===== Passage for review =====

Overview
Why Mythos doesn't matter (for us)

Why Mythos doesn't matter (for us)

April 29, 2026
12 min read

TL;DR: If a large model finds a 0-day with 90% probability, and a small model with 50% probability, but the small model costs 10x less, it is better to use the small model.

In our last blog post we let Claude Opus write a Chrome exploit. Anthropic also partnered with Mozilla to let their Mythos model discover over 271 vulnerabilities [1]. The hype is real and there is data to back it up.

But there is a more nuanced take: these results were achieved with a skilled operator in the loop. A researcher or skilled engineer who knows what to look for, how to guide the agent’s exploration, how to set up a good harness and goal, and when to interrupt and course-correct. In that setting, the large frontier models are extraordinary tools that amplify expert capability in ways that were previously impossible, and possibly necessary for complex codebases like browsers and kernels.

But 99% of applications do not have the complexity of a JIT compiler. And Hacktron does not have a human operator. No one is guiding it. No one is telling it where to look. In that kind of workflow, how much do large models matter?

Recently we reported two 0-days in oauth2-proxy [2] which we used to benchmark our Hacktron scanning pipeline and compare different models. We found that for most applications, smaller models run repeatedly can outperform larger frontier models on cost-to-recall.

Model cost-performance overview

Security Research in 2026

To test whether Hacktron can find real 0-days, we need 0-days discovered independently of our workflow. So Rahul (“iamnoooob”) picked a target and prompted Claude Code, with an additional skill [3]:

You’re an expert security researcher specializing in code reviews, you’re tasked to code review oauth2-proxy source code which is deployed in your organization, you goal is to run 5 passes of security testing and code review, after every pass, u must document your findings and results and before beginning next pass, refer to the documentation to avoid repeating or heading in the right directions that have not been explored. Think like a CTF player, your goal is to find as many as realistic vulnerabilities you can (No bruteforce shit) and focus on getting an authentication bypass. I’ll be going to sleep and you should continue your work and not give up.

with follow-up guidance:

Do one more pass specifically for weird proxies, think what configurations of servers plus oauth proxy could result in auth bypasses?

https://github.com/grrrdog/weird_proxieshttps://files.speakerdeck.com/presentations/1ccdea319fee4132968e6c07f6eb991d/Weird_proxies_2__1_.pdf

It should come as no surprise that this will find real 0-days. And to be honest, it still amazes me every time I see it.

However, none of this is fundamentally new or beyond what a skilled human researcher could have done before LLMs. We (humans) simply didn’t do it — due to cost and scarcity of top-tier talent.

LLMs change that equation. Running an agent is dramatically cheaper than staffing an entire security team, which is why the current economics feel so compelling. But I believe this is just temporary arbitrage. The research session above cost around $200 in tokens, plus one to two days of work by a professional researcher.

=====

=== What the task requires ===
Please continue the post above on whether small models can match large ones at finding 0-days, starting after its final sentence.

===== Extracted information =====

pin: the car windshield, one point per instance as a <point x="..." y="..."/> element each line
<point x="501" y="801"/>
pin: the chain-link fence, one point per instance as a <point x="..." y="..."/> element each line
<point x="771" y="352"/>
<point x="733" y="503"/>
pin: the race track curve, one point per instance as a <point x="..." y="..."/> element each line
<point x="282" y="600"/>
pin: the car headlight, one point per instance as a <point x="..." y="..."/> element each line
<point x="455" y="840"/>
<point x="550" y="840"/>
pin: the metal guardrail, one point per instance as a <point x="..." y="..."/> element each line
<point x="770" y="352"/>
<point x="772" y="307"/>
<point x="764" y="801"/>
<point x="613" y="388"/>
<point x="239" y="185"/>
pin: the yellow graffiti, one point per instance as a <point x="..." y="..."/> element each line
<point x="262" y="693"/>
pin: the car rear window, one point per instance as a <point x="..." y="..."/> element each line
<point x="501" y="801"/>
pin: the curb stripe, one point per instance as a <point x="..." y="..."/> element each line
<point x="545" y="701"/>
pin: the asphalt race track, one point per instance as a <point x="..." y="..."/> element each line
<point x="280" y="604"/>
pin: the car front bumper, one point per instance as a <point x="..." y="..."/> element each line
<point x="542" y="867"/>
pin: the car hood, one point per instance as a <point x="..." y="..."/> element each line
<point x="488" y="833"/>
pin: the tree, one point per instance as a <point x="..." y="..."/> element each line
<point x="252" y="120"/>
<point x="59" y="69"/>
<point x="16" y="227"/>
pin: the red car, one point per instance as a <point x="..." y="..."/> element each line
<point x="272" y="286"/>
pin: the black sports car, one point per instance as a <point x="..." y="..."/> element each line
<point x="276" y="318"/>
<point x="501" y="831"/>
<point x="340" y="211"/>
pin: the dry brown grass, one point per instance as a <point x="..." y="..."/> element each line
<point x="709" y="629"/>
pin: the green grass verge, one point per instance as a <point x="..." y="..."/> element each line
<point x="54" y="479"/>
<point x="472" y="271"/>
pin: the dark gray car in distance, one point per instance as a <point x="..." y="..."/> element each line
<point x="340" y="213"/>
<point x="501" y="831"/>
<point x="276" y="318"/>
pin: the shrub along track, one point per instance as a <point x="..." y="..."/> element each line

=====

=== Exercise answer ===
“Encouragingly, we also haven’t seen any bugs that couldn’t have been found by an elite human researcher.” — Bobby Holley, Mozilla [1]

Human-out-of-the-loop

Without a skilled operator, you could loop a large model indefinitely or spin up an agent per file, but costs explode quickly. Even on a relatively small repository like oauth2-proxy, you are already looking at thousands of dollars. Scale that to something larger like Gumroad, and you are easily in the tens of thousands. I can only speculate, but I estimate Mozilla used at least $100,000 worth of tokens to find the 271 vulnerabilities. I wanted to say $300,000+, but to avoid embarrassing myself with an outrageous guess, I picked $100k.

This compounds further in continuous workflows. If you run scans on every PR to catch issues early, then something like Claude Code Reviews [4] is “billed on token usage and generally averages $15-$25, scaling with PR size and complexity”. At any reasonable scale, you blow past the $200 mark almost immediately.

So yes, LLMs are cheap compared to traditional security research. But that is not the right framing.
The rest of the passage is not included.